SUPPLIED RECORDS:
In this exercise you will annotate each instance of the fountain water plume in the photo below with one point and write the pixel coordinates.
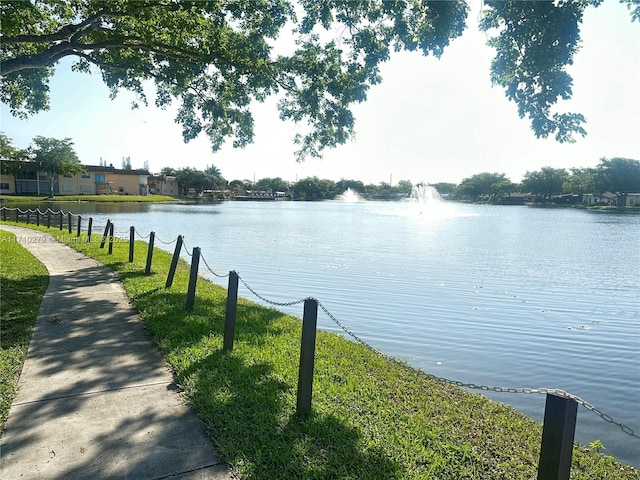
(423, 193)
(350, 195)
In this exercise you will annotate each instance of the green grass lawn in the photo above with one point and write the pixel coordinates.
(23, 281)
(372, 418)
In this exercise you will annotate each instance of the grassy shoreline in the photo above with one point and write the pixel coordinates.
(371, 417)
(23, 199)
(23, 281)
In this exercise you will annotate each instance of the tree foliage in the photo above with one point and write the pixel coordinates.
(618, 175)
(11, 158)
(214, 58)
(485, 184)
(546, 182)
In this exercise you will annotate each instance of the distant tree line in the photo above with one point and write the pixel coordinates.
(616, 175)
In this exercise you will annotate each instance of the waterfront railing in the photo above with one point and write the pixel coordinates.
(561, 407)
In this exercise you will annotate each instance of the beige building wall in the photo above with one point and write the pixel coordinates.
(7, 184)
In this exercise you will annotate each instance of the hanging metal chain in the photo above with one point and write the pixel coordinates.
(184, 246)
(266, 300)
(553, 391)
(140, 236)
(210, 269)
(166, 243)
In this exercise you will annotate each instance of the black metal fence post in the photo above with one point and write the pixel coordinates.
(230, 314)
(558, 432)
(89, 227)
(110, 239)
(104, 235)
(174, 262)
(193, 278)
(147, 268)
(307, 356)
(132, 238)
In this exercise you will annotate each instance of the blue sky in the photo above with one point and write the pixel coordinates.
(430, 120)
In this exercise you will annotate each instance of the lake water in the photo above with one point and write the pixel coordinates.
(498, 296)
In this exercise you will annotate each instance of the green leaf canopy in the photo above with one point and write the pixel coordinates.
(214, 58)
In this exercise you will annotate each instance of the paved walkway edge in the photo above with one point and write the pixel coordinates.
(96, 398)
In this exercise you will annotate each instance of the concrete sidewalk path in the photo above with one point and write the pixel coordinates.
(96, 399)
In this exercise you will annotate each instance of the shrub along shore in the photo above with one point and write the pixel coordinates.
(371, 417)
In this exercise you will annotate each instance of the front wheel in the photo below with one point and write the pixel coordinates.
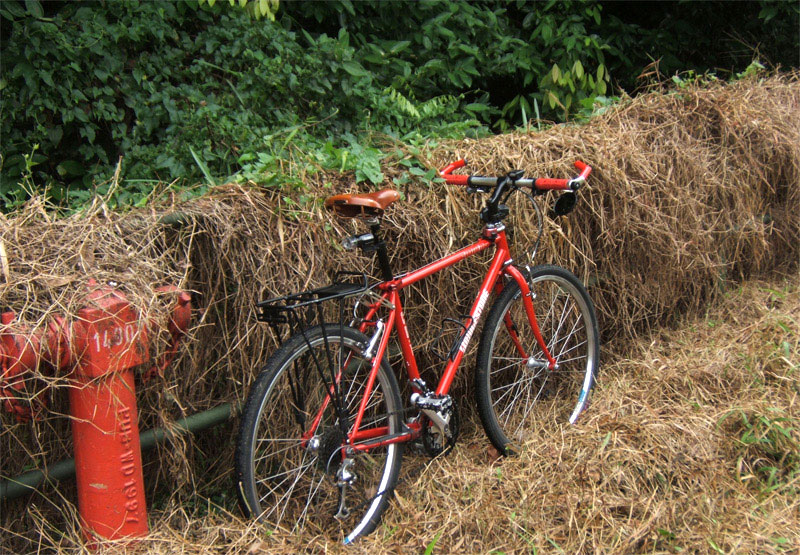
(296, 468)
(516, 391)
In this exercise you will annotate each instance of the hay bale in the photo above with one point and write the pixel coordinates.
(691, 190)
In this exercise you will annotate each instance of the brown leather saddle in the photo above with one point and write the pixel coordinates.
(365, 206)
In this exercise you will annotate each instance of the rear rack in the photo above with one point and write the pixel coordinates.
(291, 309)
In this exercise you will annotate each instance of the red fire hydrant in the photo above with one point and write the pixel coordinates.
(101, 347)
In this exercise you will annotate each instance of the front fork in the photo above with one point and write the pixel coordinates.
(527, 302)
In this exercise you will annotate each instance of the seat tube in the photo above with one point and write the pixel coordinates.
(383, 256)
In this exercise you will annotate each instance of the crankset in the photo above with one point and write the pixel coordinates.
(437, 441)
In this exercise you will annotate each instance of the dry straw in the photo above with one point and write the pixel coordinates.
(692, 190)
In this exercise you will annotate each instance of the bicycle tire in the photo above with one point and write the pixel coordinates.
(514, 397)
(290, 482)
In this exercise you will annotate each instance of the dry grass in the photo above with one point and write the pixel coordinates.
(657, 464)
(691, 192)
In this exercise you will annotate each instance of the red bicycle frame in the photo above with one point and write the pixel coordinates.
(493, 235)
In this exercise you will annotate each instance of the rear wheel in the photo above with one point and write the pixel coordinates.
(516, 391)
(294, 468)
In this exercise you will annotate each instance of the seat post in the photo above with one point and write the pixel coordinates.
(380, 248)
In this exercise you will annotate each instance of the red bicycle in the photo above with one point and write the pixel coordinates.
(324, 426)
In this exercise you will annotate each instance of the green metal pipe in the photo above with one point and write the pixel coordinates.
(28, 482)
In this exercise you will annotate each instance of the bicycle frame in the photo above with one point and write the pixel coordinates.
(502, 264)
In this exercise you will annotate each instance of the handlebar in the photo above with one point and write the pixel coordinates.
(541, 183)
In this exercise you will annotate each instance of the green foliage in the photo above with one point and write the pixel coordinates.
(205, 90)
(770, 449)
(256, 9)
(563, 56)
(182, 92)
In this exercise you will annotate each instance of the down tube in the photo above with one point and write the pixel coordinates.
(500, 258)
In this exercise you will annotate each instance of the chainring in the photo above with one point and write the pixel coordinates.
(432, 441)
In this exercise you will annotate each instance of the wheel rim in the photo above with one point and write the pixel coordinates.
(294, 488)
(524, 393)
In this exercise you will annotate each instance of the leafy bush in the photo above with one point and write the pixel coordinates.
(200, 90)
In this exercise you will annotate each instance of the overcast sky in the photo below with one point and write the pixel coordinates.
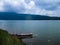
(42, 7)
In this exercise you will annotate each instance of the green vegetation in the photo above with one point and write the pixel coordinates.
(7, 39)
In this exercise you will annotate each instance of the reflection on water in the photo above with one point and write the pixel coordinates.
(45, 32)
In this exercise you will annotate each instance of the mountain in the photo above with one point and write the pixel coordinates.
(15, 16)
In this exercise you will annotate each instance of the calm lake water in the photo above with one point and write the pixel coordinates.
(44, 31)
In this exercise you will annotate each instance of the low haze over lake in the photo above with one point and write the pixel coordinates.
(39, 28)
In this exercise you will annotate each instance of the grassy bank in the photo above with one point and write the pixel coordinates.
(7, 39)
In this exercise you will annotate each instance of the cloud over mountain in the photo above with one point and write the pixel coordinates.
(42, 7)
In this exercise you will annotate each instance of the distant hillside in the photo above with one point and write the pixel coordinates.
(15, 16)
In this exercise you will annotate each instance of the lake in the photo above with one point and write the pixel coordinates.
(45, 32)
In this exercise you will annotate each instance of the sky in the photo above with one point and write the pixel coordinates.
(41, 7)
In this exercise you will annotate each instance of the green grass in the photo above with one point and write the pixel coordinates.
(7, 39)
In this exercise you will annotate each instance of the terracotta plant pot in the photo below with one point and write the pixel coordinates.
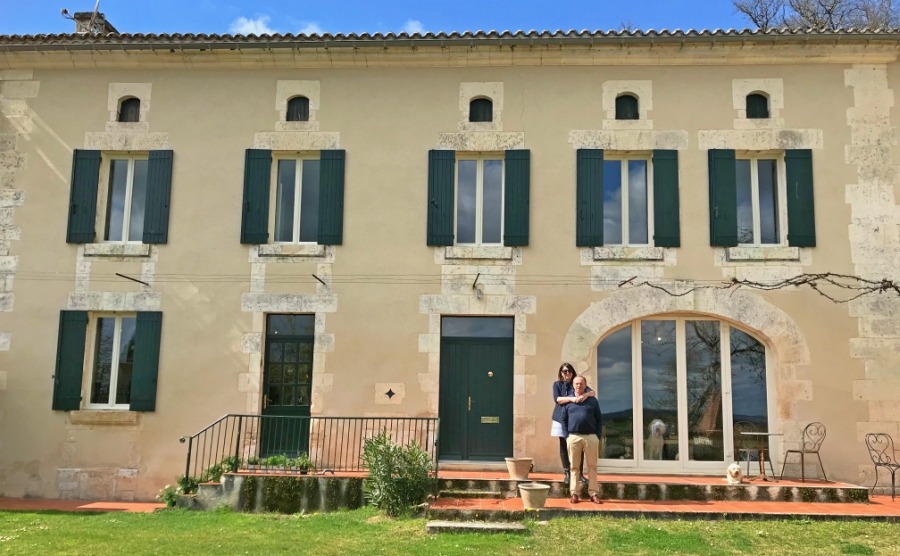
(519, 468)
(534, 495)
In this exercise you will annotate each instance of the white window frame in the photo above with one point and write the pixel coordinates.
(300, 159)
(781, 186)
(480, 158)
(687, 465)
(623, 159)
(92, 332)
(105, 176)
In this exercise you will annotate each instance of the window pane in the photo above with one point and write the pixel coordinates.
(614, 388)
(768, 201)
(637, 201)
(745, 202)
(115, 206)
(492, 211)
(477, 327)
(704, 390)
(138, 200)
(660, 390)
(285, 197)
(612, 202)
(309, 202)
(103, 355)
(126, 361)
(465, 201)
(748, 384)
(289, 325)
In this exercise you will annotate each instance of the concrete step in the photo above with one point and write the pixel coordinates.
(473, 527)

SET EXERCISE: Reproduce all entries without any change, and omit the pictures.

SOLUTION TO THE EXERCISE:
In this exercise you will annotate each instance of the fountain water plume in the photo below with one point and write the pixel coordinates.
(423, 193)
(350, 195)
In this exercise you will annotate each instance of the green grass lawn in the photo above with one point and write the pixel coordinates.
(23, 281)
(372, 418)
In this exercise you will annotate each instance of the grassy shoreline in the photo above with one point and write the pixel coordinates.
(371, 417)
(23, 199)
(23, 281)
In this exercise you will annotate each instance of the tree foliage in the photo above with one point and write the pixel coordinates.
(618, 175)
(11, 158)
(214, 58)
(485, 184)
(546, 182)
In this exercise you will annotate each instance of the distant tree line in the photo above with one point and write the pixel coordinates.
(616, 175)
In this exercise you will annotate each instance of the waterfront railing in the photo above with one point and write the pixel coordinates.
(561, 407)
In this exercise you will annotate each instance of the beige building wall in the photo above with one point and write the pixel coordinates.
(7, 184)
In this exercise you will annotate each instance of the hanging metal chain in the photo above with one point and write the pixel coordinates.
(184, 246)
(266, 300)
(553, 391)
(140, 236)
(210, 269)
(166, 243)
In this exercise you will annotate each instance of the black metal fence post in the photo above with one point and write the pixel coordinates.
(230, 314)
(558, 432)
(89, 227)
(110, 239)
(104, 235)
(174, 262)
(193, 278)
(147, 268)
(307, 356)
(132, 238)
In this exercise you will annotate each instance of the blue sky in the photo above with one point and write the pixel coordinates.
(430, 120)
In this exercise you will annotate each instance of the lake water in the photo above with one point and write the pixel coordinates.
(498, 296)
In this exercise you will annotate each instance of the green leaf canopy in the photo above with one point and write the pixel coordinates.
(214, 58)
In this exercise you will annotate each instance of the paved walkway edge in the photo above with one point and write the pixel coordinates.
(96, 398)
In this exercise you will annotate each instance of the concrete sidewalk path in the photo above with one point and write the pixel coordinates.
(96, 399)
In this exercise you will annotate each instance of the shrub along shore in the photo above with one point and write the pixel coordinates.
(371, 417)
In this exercise you will annotate each instance of the front wheel in the photo below with one point and write the pixel coordinates.
(296, 468)
(516, 391)
In this exercise you will annotate each instance of the hay bale in the photo above with one point and write the pixel coordinates.
(691, 190)
In this exercise you will annotate each instance of the brown leather saddle in the photo above with one point and write the pixel coordinates.
(365, 206)
In this exercise you will annotate each instance of the rear rack in the photo above with one point and write the pixel coordinates.
(291, 309)
In this exercise you will annotate each instance of the red fire hydrant in the photo above with one point and write the pixel coordinates.
(101, 347)
In this exercise you will annotate each instance of the front fork in the photo above with one point and write the pixel coordinates.
(527, 302)
In this exercise you will annotate each instance of the seat tube in the photo above with one point and write the pixel coordinates.
(383, 256)
In this exercise you will annotate each instance of the crankset in the photo above with one point and write the pixel coordinates.
(437, 441)
In this exercise you will annotate each instance of the dry straw in the photo above with one point and write the pixel coordinates.
(692, 190)
In this exercise you will annotate each instance of the bicycle tire in the photo above with one point and write the pixel coordinates.
(514, 397)
(290, 482)
In this exercise you will annotate each instance of the dry grass in the photo above with one point and write the pixel coordinates.
(657, 464)
(691, 192)
In this exercise you will annotate each instance of the red bicycle frame in the photo above with one point and write the pixel coordinates.
(493, 235)
In this exercise you will annotate each instance of the rear wheel in the photo above with one point and write the pixel coordinates.
(516, 391)
(294, 468)
In this exercise you will annotate each instance of the seat post in the photo above with one point and write the pixel coordinates.
(380, 248)
In this exercise you will annotate each instance of the red bicycle in the photo above with one point and write the pixel coordinates.
(324, 426)
In this exercise you will annotate each instance of the green metal pipe in the photo above with one point and write the pixel coordinates.
(28, 482)
In this exercise you will annotate each instance of the bicycle frame in the photo above with one point and write the pixel coordinates.
(502, 264)
In this exercise you will annotate each instance of the handlebar in the photo above with one point and write the pixel coordinates.
(541, 183)
In this exercise you will annotate each instance of the green foliage in the photo above with one point and write the pixel coordinates.
(205, 90)
(770, 449)
(256, 9)
(563, 56)
(182, 92)
In this exercise you will annotate each instance of the down tube in the photo above with one point and write the pixel coordinates.
(500, 258)
In this exercise you will annotate each instance of the chainring in the photo above with one point and write the pixel coordinates.
(432, 441)
In this exercise you will annotate each instance of the wheel rim in the photo above with one point and write the pixel coordinates.
(294, 488)
(524, 393)
In this exercise you will annotate each instance of the leafy bush in the photo above with one point and write the pixel coordinates.
(200, 90)
In this exercise you will annotate each instance of the overcast sky in the photo below with one point and write the pixel coordinates.
(42, 7)
In this exercise you will annotate each instance of the green vegetation in the photo above with one point and write the pixel coordinates.
(7, 39)
In this exercise you will annotate each instance of the reflection on water in the photo above with one point and write the pixel coordinates.
(45, 32)
In this exercise you will annotate each instance of the mountain in the photo above with one point and write the pixel coordinates.
(15, 16)
In this exercise you will annotate each instance of the calm lake water in the photo above with one point and write the pixel coordinates.
(44, 31)
In this exercise you will annotate each instance of the low haze over lake in the photo above with one point and write the pixel coordinates.
(39, 28)
In this exercise you will annotate each instance of the grassy bank in the photo above with one point and write the pixel coordinates.
(7, 39)
In this exercise you will annotate each instance of the cloud over mountain in the photo above with one point and write the pixel coordinates.
(42, 7)
In this exercise you will annotate each instance of the distant hillside in the photo above with one point and write the pixel coordinates.
(15, 16)
In this exercise you will annotate each instance of the lake in the photo above with one point and write the pixel coordinates.
(45, 32)
In this exercise you will annotate each instance of the sky in the photo above with one point and write the pixel coordinates.
(41, 7)
In this exercise you will annotate each instance of the green grass in the photo above with one point and write the pixel coordinates.
(7, 39)
In this exercise you will annotate each instance of the terracotta plant pot in the photo below with one point and write the pixel coordinates.
(519, 468)
(534, 495)
In this exercise you will annotate each instance of the white window frame in the photo above with one point and write the pixel coordinates.
(300, 159)
(781, 186)
(480, 158)
(687, 465)
(623, 159)
(92, 332)
(105, 176)
In this exercise you will annotate each instance of the window pane in the photo above with one point and write the pixel coordinates.
(614, 388)
(768, 201)
(637, 201)
(745, 202)
(115, 206)
(492, 211)
(477, 327)
(704, 390)
(138, 200)
(660, 390)
(285, 197)
(612, 202)
(309, 202)
(103, 355)
(126, 361)
(465, 201)
(748, 384)
(289, 325)
In this exercise you will annotate each instance of the concrete step in the photo above with one point and write the pixel coordinates.
(473, 527)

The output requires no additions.